Top of Excerpt

SEATTLE (Reuters) - An Iraq war veteran who was found dead at Mount Rainier National Park a day after he killed a park ranger drowned in a creek after suffering from hypothermia, a medical examiner’s spokeswoman said on Tuesday.
The body of Benjamin Colton Barnes, 24, was found partially submerged in the park’s frigid Paradise Creek on Monday in a snowy, rugged area, dressed only in jeans, a T-shirt and one tennis shoe, Pierce County Sheriff’s spokesman Ed Troyer said.
An autopsy on Barnes’ body attributed the immediate cause of death to drowning with hypothermia contributing, the county medical examiner’s spokeswoman said, reading from the report.
The heavily armed suspect had initially eluded about 200 federal, state and local law enforcement officials in the 368-square-mile park after authorities said he shot and killed park ranger Margaret Anderson at a roadblock.
The Pierce County Medical Examiner’s autopsy report indicated that Anderson, who was married to another ranger who was on duty at the time, died from multiple gunshot wounds.
Troyer said the agency’s swift-water rescue team, dressed in wet suits, found Barnes “face down, totally in the water” after a widespread overnight search that trapped about 150 tourists until they were escorted out at midnight by police.
Barnes had a handgun and weapon magazines in his pocket and officers recovered a rifle about 100 yards upstream, Troyer said.
Earlier on Sunday, Barnes had been one of two people who fired shots at a New Year’s party in the Skyway neighborhood near Renton, Washington, south of Seattle, the King County Sheriff’s Department said. Four people were injured in that incident, two of them critically.
Barnes was discharged for misconduct in November 2009 after being charged by civilian authorities with driving under the influence and improperly transporting a privately owned weapon, Army officials have said.
He served one tour of duty in Iraq, according to the Army.
A National Park Service team flew to Rainier to counsel traumatized rangers and grieving park staff on Tuesday, as the famed park remained closed for a third day.
About 1.7 million visitors traveled in 2010 to Mount Rainier National Park. More than 35 square miles of permanent ice and snow cover Mount Rainier, 14,410 feet above sea level.

Bottom of Excerpt
Top of Material supplied

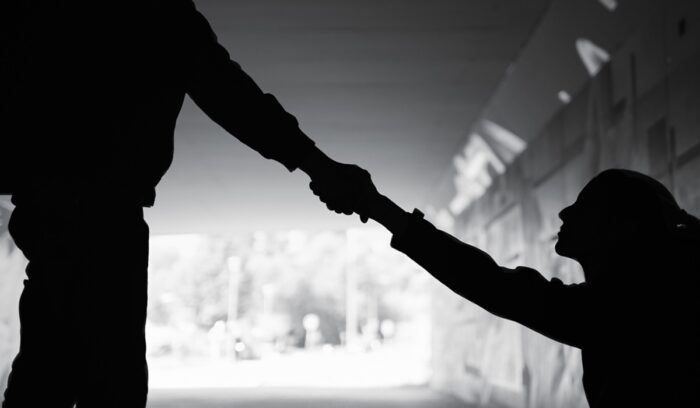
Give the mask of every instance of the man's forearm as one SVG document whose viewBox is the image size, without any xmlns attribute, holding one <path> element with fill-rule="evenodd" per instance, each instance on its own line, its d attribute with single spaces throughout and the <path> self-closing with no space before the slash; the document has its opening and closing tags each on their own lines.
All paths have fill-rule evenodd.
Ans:
<svg viewBox="0 0 700 408">
<path fill-rule="evenodd" d="M 370 218 L 382 224 L 392 234 L 402 233 L 409 222 L 410 215 L 391 199 L 377 194 L 369 204 Z"/>
<path fill-rule="evenodd" d="M 326 172 L 332 162 L 330 157 L 314 145 L 299 160 L 299 169 L 309 177 L 316 178 Z"/>
</svg>

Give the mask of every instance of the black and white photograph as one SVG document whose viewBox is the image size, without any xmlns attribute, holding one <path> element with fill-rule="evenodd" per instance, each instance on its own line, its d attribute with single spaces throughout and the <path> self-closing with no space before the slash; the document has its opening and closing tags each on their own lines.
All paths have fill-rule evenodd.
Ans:
<svg viewBox="0 0 700 408">
<path fill-rule="evenodd" d="M 6 0 L 2 408 L 700 406 L 700 1 Z"/>
</svg>

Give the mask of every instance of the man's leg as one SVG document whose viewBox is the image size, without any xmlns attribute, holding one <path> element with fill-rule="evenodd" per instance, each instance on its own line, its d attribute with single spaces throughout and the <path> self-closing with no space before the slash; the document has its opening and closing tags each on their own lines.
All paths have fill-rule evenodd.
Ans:
<svg viewBox="0 0 700 408">
<path fill-rule="evenodd" d="M 18 206 L 10 232 L 29 259 L 20 298 L 20 351 L 12 364 L 4 408 L 68 408 L 75 403 L 77 325 L 73 270 L 52 245 L 52 221 Z"/>
<path fill-rule="evenodd" d="M 78 408 L 143 408 L 148 227 L 140 206 L 86 209 Z"/>
</svg>

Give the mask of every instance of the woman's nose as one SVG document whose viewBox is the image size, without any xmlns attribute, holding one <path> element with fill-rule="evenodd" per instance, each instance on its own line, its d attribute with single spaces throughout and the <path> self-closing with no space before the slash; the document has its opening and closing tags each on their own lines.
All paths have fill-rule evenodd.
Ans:
<svg viewBox="0 0 700 408">
<path fill-rule="evenodd" d="M 570 208 L 571 208 L 571 206 L 568 206 L 568 207 L 564 208 L 563 210 L 559 211 L 559 219 L 560 220 L 564 221 L 564 217 L 567 216 L 566 214 L 569 213 Z"/>
</svg>

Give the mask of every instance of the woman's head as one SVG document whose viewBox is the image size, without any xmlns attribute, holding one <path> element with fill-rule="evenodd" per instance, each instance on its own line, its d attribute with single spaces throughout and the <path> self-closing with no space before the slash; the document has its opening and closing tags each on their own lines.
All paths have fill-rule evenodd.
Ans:
<svg viewBox="0 0 700 408">
<path fill-rule="evenodd" d="M 555 249 L 582 263 L 656 248 L 682 228 L 684 217 L 692 218 L 663 184 L 621 169 L 594 177 L 559 217 L 563 224 Z"/>
</svg>

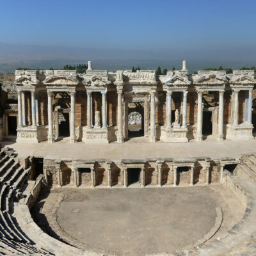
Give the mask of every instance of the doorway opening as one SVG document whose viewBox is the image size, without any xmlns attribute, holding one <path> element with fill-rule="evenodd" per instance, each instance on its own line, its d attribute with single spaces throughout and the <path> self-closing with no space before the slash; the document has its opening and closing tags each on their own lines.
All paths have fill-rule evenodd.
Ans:
<svg viewBox="0 0 256 256">
<path fill-rule="evenodd" d="M 224 169 L 228 171 L 231 174 L 233 174 L 233 172 L 237 166 L 237 164 L 225 164 Z"/>
<path fill-rule="evenodd" d="M 188 166 L 179 166 L 177 168 L 177 184 L 189 184 L 190 172 Z"/>
<path fill-rule="evenodd" d="M 35 157 L 34 164 L 35 171 L 35 179 L 36 179 L 39 175 L 44 173 L 44 158 Z"/>
<path fill-rule="evenodd" d="M 203 135 L 208 136 L 212 134 L 212 111 L 203 111 Z"/>
<path fill-rule="evenodd" d="M 59 112 L 59 136 L 69 137 L 69 113 Z"/>
<path fill-rule="evenodd" d="M 144 136 L 144 108 L 140 102 L 128 104 L 128 137 Z"/>
<path fill-rule="evenodd" d="M 140 182 L 140 168 L 128 168 L 128 186 Z"/>
<path fill-rule="evenodd" d="M 8 116 L 8 134 L 17 135 L 17 116 Z"/>
</svg>

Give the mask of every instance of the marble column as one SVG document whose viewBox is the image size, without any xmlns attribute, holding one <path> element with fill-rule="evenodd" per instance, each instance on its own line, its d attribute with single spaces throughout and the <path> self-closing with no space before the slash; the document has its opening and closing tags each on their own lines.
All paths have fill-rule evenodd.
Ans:
<svg viewBox="0 0 256 256">
<path fill-rule="evenodd" d="M 252 89 L 249 90 L 248 104 L 248 124 L 252 124 Z"/>
<path fill-rule="evenodd" d="M 187 127 L 187 98 L 188 91 L 183 92 L 182 127 Z"/>
<path fill-rule="evenodd" d="M 156 106 L 155 106 L 155 92 L 150 93 L 150 142 L 156 142 Z"/>
<path fill-rule="evenodd" d="M 77 188 L 77 168 L 74 168 L 74 186 L 75 188 Z"/>
<path fill-rule="evenodd" d="M 140 168 L 140 186 L 145 187 L 145 168 L 143 167 Z"/>
<path fill-rule="evenodd" d="M 166 127 L 167 129 L 171 130 L 172 128 L 172 92 L 167 92 L 167 120 L 166 120 Z"/>
<path fill-rule="evenodd" d="M 87 127 L 92 128 L 92 92 L 87 92 Z"/>
<path fill-rule="evenodd" d="M 224 91 L 220 91 L 219 97 L 219 116 L 218 120 L 218 135 L 219 141 L 223 140 L 223 112 L 224 112 Z"/>
<path fill-rule="evenodd" d="M 111 187 L 111 169 L 109 167 L 107 168 L 108 173 L 108 188 Z"/>
<path fill-rule="evenodd" d="M 91 180 L 92 180 L 92 187 L 95 188 L 95 177 L 94 177 L 94 168 L 91 167 Z"/>
<path fill-rule="evenodd" d="M 162 164 L 157 164 L 158 170 L 158 186 L 162 186 Z"/>
<path fill-rule="evenodd" d="M 36 104 L 36 126 L 39 126 L 39 111 L 38 111 L 38 93 L 35 94 L 35 104 Z"/>
<path fill-rule="evenodd" d="M 53 136 L 53 127 L 52 127 L 52 92 L 47 92 L 47 96 L 48 96 L 48 143 L 52 143 L 54 142 L 54 136 Z"/>
<path fill-rule="evenodd" d="M 61 186 L 61 179 L 60 179 L 60 168 L 57 167 L 57 175 L 58 175 L 58 187 L 60 188 Z"/>
<path fill-rule="evenodd" d="M 194 167 L 191 167 L 190 172 L 190 186 L 194 186 Z"/>
<path fill-rule="evenodd" d="M 203 134 L 203 92 L 198 92 L 197 101 L 197 130 L 195 140 L 196 141 L 202 141 Z"/>
<path fill-rule="evenodd" d="M 18 93 L 18 118 L 19 118 L 19 126 L 22 127 L 22 109 L 21 107 L 21 92 L 17 91 Z"/>
<path fill-rule="evenodd" d="M 220 182 L 221 183 L 223 180 L 223 172 L 224 172 L 224 166 L 223 164 L 220 165 Z"/>
<path fill-rule="evenodd" d="M 21 106 L 22 109 L 22 125 L 26 125 L 26 105 L 25 105 L 25 92 L 21 92 Z"/>
<path fill-rule="evenodd" d="M 70 92 L 70 101 L 71 101 L 71 115 L 70 115 L 70 140 L 71 143 L 76 143 L 76 92 Z"/>
<path fill-rule="evenodd" d="M 123 136 L 123 118 L 122 118 L 122 92 L 118 91 L 117 100 L 117 143 L 122 143 L 124 142 Z"/>
<path fill-rule="evenodd" d="M 234 124 L 238 124 L 238 115 L 239 115 L 239 91 L 235 90 L 234 92 Z"/>
<path fill-rule="evenodd" d="M 45 180 L 45 183 L 47 184 L 48 184 L 47 169 L 46 169 L 46 168 L 44 169 L 44 179 Z"/>
<path fill-rule="evenodd" d="M 174 166 L 173 170 L 173 187 L 177 187 L 177 166 Z"/>
<path fill-rule="evenodd" d="M 36 126 L 35 92 L 31 92 L 32 125 Z"/>
<path fill-rule="evenodd" d="M 123 167 L 124 172 L 124 188 L 127 187 L 127 169 L 126 167 Z"/>
<path fill-rule="evenodd" d="M 209 175 L 210 175 L 210 166 L 206 166 L 206 179 L 205 184 L 209 184 Z"/>
<path fill-rule="evenodd" d="M 102 92 L 101 94 L 102 95 L 102 128 L 107 128 L 106 92 Z"/>
</svg>

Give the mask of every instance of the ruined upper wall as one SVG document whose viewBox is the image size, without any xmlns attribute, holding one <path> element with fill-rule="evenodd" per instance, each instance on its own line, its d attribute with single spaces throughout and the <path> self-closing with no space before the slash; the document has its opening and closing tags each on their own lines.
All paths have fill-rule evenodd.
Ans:
<svg viewBox="0 0 256 256">
<path fill-rule="evenodd" d="M 89 63 L 90 62 L 90 63 Z M 198 88 L 226 85 L 252 86 L 256 84 L 254 70 L 234 70 L 227 74 L 225 70 L 199 70 L 196 74 L 189 74 L 186 62 L 181 70 L 170 70 L 166 76 L 156 76 L 155 70 L 93 70 L 88 62 L 86 74 L 76 74 L 76 70 L 16 70 L 15 84 L 19 86 L 76 86 L 80 84 L 85 88 L 103 90 L 109 85 L 122 88 L 127 84 L 145 86 L 163 86 L 163 88 L 186 88 L 192 84 Z"/>
</svg>

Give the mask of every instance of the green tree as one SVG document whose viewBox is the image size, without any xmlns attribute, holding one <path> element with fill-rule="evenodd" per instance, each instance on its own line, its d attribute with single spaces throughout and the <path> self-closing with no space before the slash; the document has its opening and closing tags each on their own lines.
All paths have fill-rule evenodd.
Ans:
<svg viewBox="0 0 256 256">
<path fill-rule="evenodd" d="M 168 71 L 168 69 L 166 68 L 164 68 L 163 70 L 162 74 L 164 75 L 164 76 L 166 76 L 167 75 L 167 71 Z"/>
<path fill-rule="evenodd" d="M 161 70 L 161 67 L 158 67 L 156 71 L 156 76 L 161 76 L 162 74 L 162 71 Z"/>
</svg>

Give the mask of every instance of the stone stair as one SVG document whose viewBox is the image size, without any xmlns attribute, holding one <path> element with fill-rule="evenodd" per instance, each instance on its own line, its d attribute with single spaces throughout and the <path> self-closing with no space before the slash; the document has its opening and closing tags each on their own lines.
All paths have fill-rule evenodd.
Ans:
<svg viewBox="0 0 256 256">
<path fill-rule="evenodd" d="M 13 204 L 21 195 L 29 175 L 17 159 L 0 151 L 0 255 L 50 255 L 35 246 L 13 217 Z"/>
<path fill-rule="evenodd" d="M 241 159 L 241 163 L 237 167 L 236 173 L 248 177 L 256 183 L 256 156 L 244 156 Z"/>
</svg>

Bottom of Material supplied

**Work task:** For the report on the Mount Rainier shooting, answer yes or no to whether each statement agrees with it, quoting the words that decide: (a) Barnes's body was found in warm winter clothing; (b) Margaret Anderson died from multiple gunshot wounds; (c) Barnes served two tours of duty in Iraq.

**Solution for this problem:**
(a) No: "dressed only in jeans, a T-shirt and one tennis shoe"
(b) Yes: "died from multiple gunshot wounds"
(c) No: "He served one tour of duty in Iraq"